I borrowed this title from an essay by the late, great Michael Crichton, appended to his 2004 novel State of Fear. I’m also going to borrow rather liberally from both the essay and the novel itself, since I doubt most of you have read it or intend to, even though you should. I will attempt to provide a brief synopsis, one relevant to both his point and mine, without giving too much away (you know, in case you do want to read it).
The politicization and commercialization of science is something of a recurring theme in many of Crichton’s best-known novels, such as Congo, Timeline, Prey, and of course, Jurassic Park. A Harvard-trained MD, Crichton regularly used his thrilling plots to argue that humanity must embrace science as a tool but not allow it to become our master. As a novelist, he specialized in demonstrating the chilling consequences of the latter, usually quite dramatically, with people getting eaten by dinosaurs or gorillas or nanobots or what have you.
In the essay cited above, Crichton writes about a scientific theory that emerged early in the last century. It was widely and enthusiastically embraced by “Progressives” in government, from Woodrow Wilson to Oliver Wendell Holmes to Louis Brandeis. Well-known people from other walks of life—what we would today call “elites”—were also quick to get on board: Alexander Graham Bell, Leland Stanford, H.G. Wells, George Bernard Shaw.
So was academia, as big corporate money, via “charitable organizations” like the Carnegie and Rockefeller Foundations, flowed into “research” to promote the theory. That research was carried out at Harvard, Yale, Princeton, Stanford, and Johns Hopkins, among other top universities. A national center, the Cold Springs Harbor Institute, was created specifically to further those efforts, which had the full support of the National Academy of Sciences, the American Medical Association, and the National Research Council.

- **LISTED ENTRIES**
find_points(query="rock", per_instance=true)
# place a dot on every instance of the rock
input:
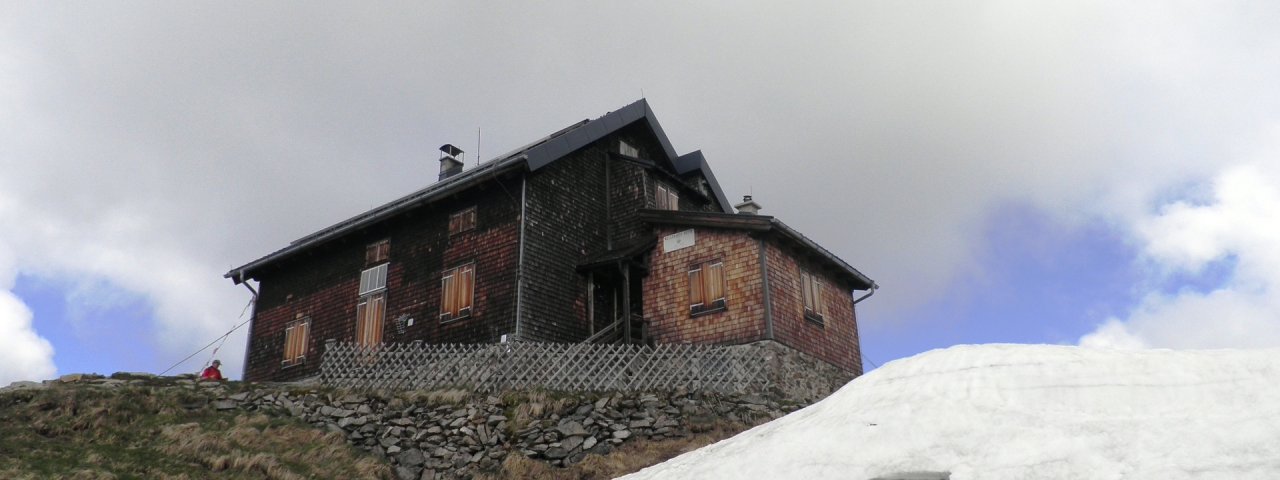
(556, 452)
(403, 472)
(352, 400)
(24, 385)
(343, 412)
(224, 405)
(571, 443)
(571, 428)
(71, 378)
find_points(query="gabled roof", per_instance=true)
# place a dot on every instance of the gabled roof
(762, 224)
(531, 158)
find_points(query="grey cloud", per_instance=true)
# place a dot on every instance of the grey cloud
(886, 131)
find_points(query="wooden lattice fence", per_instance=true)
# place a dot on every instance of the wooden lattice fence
(556, 366)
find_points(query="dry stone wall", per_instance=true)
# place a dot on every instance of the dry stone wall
(455, 434)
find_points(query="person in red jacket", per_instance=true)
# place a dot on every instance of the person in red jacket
(211, 373)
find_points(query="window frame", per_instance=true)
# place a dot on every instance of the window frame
(810, 297)
(373, 279)
(378, 251)
(703, 283)
(462, 220)
(666, 197)
(449, 286)
(370, 324)
(296, 343)
(626, 149)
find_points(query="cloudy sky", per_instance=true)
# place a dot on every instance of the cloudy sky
(1077, 173)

- **EXERCISE**
Please carry on the piece on Michael Crichton and politicized science from where it stops. The records have nothing to do with the piece on Michael Crichton and politicized science.

- **RESPONSE TO THIS EXERCISE**
Perhaps you have guessed by now that the theory in question was eugenics, which postulated “a crisis of the gene pool leading to the deterioration of the human race.” As we all now know—well, perhaps not all of us—eugenics turned out not to be a science at all but rather a grotesque pseudo-science. “Its history is so dreadful,” notes Crichton, “and, to those who were caught up in it, so embarrassing, that it is now rarely discussed.”
Of course, Brownstone readers no doubt recognize that this thoroughly deplorable and utterly discredited theory is still alive and flourishing in at least one American institution. Among its earliest and most vocal proponents was Margaret Sanger, who founded Planned Parenthood specifically to carry out the goal of the eugenics movement. She, along with other purveyors of the pseudo-science, believed the only way to save humanity was to rid it of “human weeds,” as she called them, including mentally disabled people and Blacks. At Planned Parenthood, that mission continues unabated, despite the organization’s recent attempt to distance itself from its founder.
But I digress. While an important point, that is not the focus of this essay nor of Crichton’s novel.
The plot of State of Fear revolves around the environmental movement, especially as it relates to “global warming” or “climate change”—whichever is the label du jour. I can’t keep track. I honestly think it depends on the season: In summer, it’s “global warming,” while in the midst of a frozen winter, or following a late-spring snowfall, or during the fall hurricane season, it’s “climate change.”
Nevertheless, Crichton’s novel is not specifically anti-warming. Rather, it is what we might call skeptical, in the healthiest scientific sense of that term. What Crichton objects to, as the title of his essay suggests, is the way the “science” surrounding global warming has become so thoroughly politicized, in much the same way the “science” surrounding eugenics became politicized. Today’s movement, he observes, follows the same pattern as that earlier movement, with the same kinds of people behind it, the same push by governments, universities, and corporations, the same big money driving it.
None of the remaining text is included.